[Start of SELECTED PASSAGE]
Dont forget that a staggard joint is also much more stable than a parallel one. One of the reasons why the "big guys" do it.


----------



## aceinspp (Jan 2, 2008)

Make sure to also cut the tie strip from under neath as if your bending a sharp curve you will find the ties not wanting to follow the curvature of the rail. 

Yep one of the reason why railroad got rid of square joints was two fold. Get rid of the rough ride and keep from uncoupling of the cars due to excessive profile. However the staggered joints eventually became a problem also when the 70 ton grain cars arrived. Now that CWR is in place most of those problems have gone but not entirely. Later RJD


----------



## pimanjc (Jan 2, 2008)

When using the Train-Li Railbender I do not cut the ends even. Two reasons: The overlapping sets of rails create a smoother continuous curve, and if I ever want to reclaim/remove a section of track, I can straighten it and it will retain even ends. In the event that the track was being sold [should I die or become disabled], straightening the track and having even/standard lengths would be an asset since I mostly use 3ft, 4ft, or 5ft lengths of track to bend. I also take out screws and clip every other tie connection. The Train-Li is run over the SJs or Hillmans so there is no short straight section of track at the connecting joints. I lay mine on the ground as I progress. 
JimC.


----------



## Greg Elmassian (Jan 3, 2008)

Good tips Jim, and nice to see you on the forum! 

Greg


----------
[End of SELECTED PASSAGE]
▶ TASK DIRECTIONS:
Write out everything in the track-joint thread from "Make sure to" down to "pimanjc (Jan 2, 2008)", substituting "coal" for "grain". The lines below the thread come from a separate source.
[Start of DATASET ENTRIES]
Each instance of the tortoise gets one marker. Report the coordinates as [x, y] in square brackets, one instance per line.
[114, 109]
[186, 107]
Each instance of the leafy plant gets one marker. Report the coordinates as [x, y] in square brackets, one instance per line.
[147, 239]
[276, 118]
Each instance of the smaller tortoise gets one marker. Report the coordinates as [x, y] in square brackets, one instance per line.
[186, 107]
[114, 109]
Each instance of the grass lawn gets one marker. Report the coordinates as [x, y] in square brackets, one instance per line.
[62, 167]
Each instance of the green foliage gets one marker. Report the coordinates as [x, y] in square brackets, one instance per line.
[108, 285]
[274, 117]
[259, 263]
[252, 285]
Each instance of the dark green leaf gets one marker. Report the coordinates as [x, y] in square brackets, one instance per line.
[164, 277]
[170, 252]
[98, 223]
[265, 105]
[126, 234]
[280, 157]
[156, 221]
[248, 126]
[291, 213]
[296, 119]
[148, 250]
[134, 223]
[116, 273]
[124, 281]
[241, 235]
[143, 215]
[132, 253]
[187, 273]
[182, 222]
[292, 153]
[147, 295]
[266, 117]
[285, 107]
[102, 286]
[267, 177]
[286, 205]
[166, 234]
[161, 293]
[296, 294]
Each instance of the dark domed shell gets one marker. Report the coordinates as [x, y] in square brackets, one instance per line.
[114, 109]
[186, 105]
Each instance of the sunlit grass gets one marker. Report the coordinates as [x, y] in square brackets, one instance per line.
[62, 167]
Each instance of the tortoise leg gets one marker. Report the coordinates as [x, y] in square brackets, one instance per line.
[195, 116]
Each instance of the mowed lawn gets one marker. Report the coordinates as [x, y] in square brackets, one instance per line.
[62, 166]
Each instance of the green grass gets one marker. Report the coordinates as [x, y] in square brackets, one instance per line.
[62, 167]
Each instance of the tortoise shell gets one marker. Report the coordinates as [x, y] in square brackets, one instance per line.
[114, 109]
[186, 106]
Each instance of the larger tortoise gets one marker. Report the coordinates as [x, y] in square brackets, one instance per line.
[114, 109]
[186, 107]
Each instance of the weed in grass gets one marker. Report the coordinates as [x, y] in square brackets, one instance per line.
[End of DATASET ENTRIES]
▶ OUTPUT BELOW:
Make sure to also cut the tie strip from under neath as if your bending a sharp curve you will find the ties not wanting to follow the curvature of the rail. 

Yep one of the reason why railroad got rid of square joints was two fold. Get rid of the rough ride and keep from uncoupling of the cars due to excessive profile. However the staggered joints eventually became a problem also when the 70 ton coal cars arrived. Now that CWR is in place most of those problems have gone but not entirely. Later RJD


----------



## pimanjc (Jan 2, 2008)